*SELECTION:*

** begin **

Thanks for this post Tania. Trying to get my head around this content challenge I was also thinking about how content can mean different things to different people. I’m still struggling but this helped.
Thanks, Autumm. I found ‘content’ tricky to talk about. Some of the thinking shared in #rhizo15 has been very sophistocated and bent my head out of shape a bit. My perception and experience has been much simpler.
I came out of CLMOOC this summer totally excited to do connected learning with my team of teachers. I got the same response (crickets).
Even if you expect that and look for the occasional collaboration it’s still depressing. Thank goodness for cmoocs people! Thanks for dropping by, Susan.
Education is suffering of accountability and wrong management. I like your struggle for better education.
I did a wonderful course on social media in education and we had to comment to blogposts and tweets of the other students. You could ask your students to do that. If they must do this they will discover the fun of it.
I did work on social media and moderating does help a lot to pull people over the side and make them respond.
Hi Jaap, thanks for dropping by! Your suggestions is precisely what I’ve been trying to do. I also thought they would enjoy commenting on other students’ writing which is shared in the blog. How do you suggest I moderate in this situation?
Fine post, Tania. I have abandoned using FB in class. Like Ron Samul above notes, most of my college students resented my intrusion into their social space. I and my topics were the wrong mix for the conversation they wanted to have on FB, so I moved the school conversation to Google+, which most of them did not use, and it has worked better. I think the problem was that they had already defined FB as a peer space, and they find it difficult to connect to me as a peer. I have power over them—however much I try to ignore or deny it, they still think I have it because I must assign them grades—and they see FB as a place to avoid that power and censure.
We connect out of interest, and we become interested out of our connections. But grading (power) is like a black hole that distorts the field about me, and my students don’t really enjoy that space. Thus, they limit their connections to me as much as they can.
Also, think about how difficult it is to have a dialogue with someone who knows so much more about a topic than you do. If I were to sit down with mathematician Peter Hall to discuss mathematics, I would quickly find myself unmatched, and our conversation would lapse into a lecture. Or we would agree to discuss something else, somewhere else.

** end **

(A series of records)
** begin **

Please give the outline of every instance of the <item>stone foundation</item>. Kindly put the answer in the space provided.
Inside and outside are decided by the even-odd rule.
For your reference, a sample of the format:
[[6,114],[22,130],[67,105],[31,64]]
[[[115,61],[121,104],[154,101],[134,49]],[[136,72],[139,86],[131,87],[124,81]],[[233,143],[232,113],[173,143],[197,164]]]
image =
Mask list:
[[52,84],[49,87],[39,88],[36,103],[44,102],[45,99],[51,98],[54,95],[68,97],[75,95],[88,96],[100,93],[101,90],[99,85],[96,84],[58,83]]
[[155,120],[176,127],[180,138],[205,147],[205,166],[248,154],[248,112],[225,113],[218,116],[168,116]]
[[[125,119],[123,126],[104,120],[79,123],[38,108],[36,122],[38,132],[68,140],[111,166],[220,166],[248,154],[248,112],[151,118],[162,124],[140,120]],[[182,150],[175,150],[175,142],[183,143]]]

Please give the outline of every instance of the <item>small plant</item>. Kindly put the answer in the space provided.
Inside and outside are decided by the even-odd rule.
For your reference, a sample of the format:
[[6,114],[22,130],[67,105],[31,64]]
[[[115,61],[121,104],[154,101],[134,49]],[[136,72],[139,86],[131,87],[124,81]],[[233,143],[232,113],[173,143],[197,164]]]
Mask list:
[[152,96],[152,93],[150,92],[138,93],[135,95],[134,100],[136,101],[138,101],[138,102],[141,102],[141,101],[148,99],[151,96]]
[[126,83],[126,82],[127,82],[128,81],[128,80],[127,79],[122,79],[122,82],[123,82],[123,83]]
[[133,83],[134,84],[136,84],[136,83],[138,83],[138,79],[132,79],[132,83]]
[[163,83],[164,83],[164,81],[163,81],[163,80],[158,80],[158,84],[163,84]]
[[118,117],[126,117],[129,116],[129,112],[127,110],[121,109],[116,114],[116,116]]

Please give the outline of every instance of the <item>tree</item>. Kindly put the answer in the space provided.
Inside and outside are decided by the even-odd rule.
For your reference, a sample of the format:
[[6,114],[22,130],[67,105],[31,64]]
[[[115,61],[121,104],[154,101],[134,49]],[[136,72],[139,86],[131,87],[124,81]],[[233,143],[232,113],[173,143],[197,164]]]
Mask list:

** end **

*THE TASK:* In the comment thread, where did the commenter who abandoned Facebook in class move the school conversation? The records have no connection to the comment thread.

*EXERCISE RESULT:* To Google+.